**TASK**
Copy out exactly the lines below that run from the one holding "[locate] white clothes" to the one holding "[locate] light switch", keeping both of those lines and no others.

Image point grounding data:
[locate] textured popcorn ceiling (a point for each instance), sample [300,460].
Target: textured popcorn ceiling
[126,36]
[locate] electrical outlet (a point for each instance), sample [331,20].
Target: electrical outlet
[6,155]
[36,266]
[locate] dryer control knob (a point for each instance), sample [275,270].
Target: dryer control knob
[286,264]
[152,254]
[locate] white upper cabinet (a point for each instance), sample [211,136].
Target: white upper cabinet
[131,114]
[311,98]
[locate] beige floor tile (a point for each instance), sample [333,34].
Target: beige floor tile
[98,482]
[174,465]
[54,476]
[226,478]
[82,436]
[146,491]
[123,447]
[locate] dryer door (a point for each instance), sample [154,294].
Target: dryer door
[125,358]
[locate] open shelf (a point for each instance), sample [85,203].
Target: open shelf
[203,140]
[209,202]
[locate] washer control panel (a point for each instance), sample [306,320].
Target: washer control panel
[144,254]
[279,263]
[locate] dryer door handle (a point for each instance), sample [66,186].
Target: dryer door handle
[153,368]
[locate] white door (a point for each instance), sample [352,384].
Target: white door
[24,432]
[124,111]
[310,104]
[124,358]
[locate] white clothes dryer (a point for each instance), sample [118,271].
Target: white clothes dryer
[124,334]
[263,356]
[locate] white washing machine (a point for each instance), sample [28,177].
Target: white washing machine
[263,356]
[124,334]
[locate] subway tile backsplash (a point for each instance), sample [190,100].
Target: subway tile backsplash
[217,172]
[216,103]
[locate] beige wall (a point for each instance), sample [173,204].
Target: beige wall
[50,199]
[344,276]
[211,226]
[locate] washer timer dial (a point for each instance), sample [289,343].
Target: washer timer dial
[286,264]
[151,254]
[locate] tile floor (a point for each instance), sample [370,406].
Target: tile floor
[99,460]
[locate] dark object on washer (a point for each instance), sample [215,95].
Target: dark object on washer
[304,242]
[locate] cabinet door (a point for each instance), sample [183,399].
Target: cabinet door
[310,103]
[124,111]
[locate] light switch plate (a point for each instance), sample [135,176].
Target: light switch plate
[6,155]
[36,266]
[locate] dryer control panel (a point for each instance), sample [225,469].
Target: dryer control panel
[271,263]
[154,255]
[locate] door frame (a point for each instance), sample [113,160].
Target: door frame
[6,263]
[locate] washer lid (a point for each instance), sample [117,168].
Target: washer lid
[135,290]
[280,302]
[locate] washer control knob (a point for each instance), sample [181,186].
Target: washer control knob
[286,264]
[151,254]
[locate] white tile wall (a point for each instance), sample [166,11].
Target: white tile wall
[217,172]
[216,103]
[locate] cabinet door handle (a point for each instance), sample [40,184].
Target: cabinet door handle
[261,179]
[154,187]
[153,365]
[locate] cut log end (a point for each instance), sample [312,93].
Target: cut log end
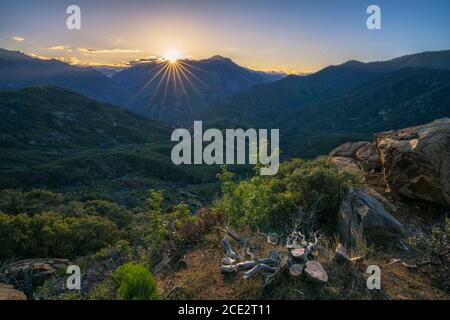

**FINISHED EXERCISE**
[locate] white clothes dryer (a point for each instance), sample [118,271].
Target: white clothes dryer
[124,334]
[263,356]
[locate] white washing machine (a point for each instance), sample [28,177].
Target: white washing machine
[263,356]
[124,334]
[locate] subway tile backsplash (a point for each instance), sample [190,100].
Target: subway tile backsplash
[217,172]
[216,103]
[locate] beige wall (a point for each instance), sample [173,204].
Target: beige wall
[50,199]
[344,276]
[211,226]
[locate] washer timer dial (a point for each instance), sample [289,343].
Target: washer timer dial
[286,264]
[151,254]
[locate] tile floor (a point for each instance), sample [370,406].
Target: tile floor
[99,460]
[locate] dark object on washer (a point for each instance), sample [215,95].
Target: dark object on washer
[304,242]
[locate] cabinet door (a point for each instance), sample [183,399].
Target: cabinet door
[310,103]
[124,111]
[locate] light switch plate (a point for each instance), sample [135,176].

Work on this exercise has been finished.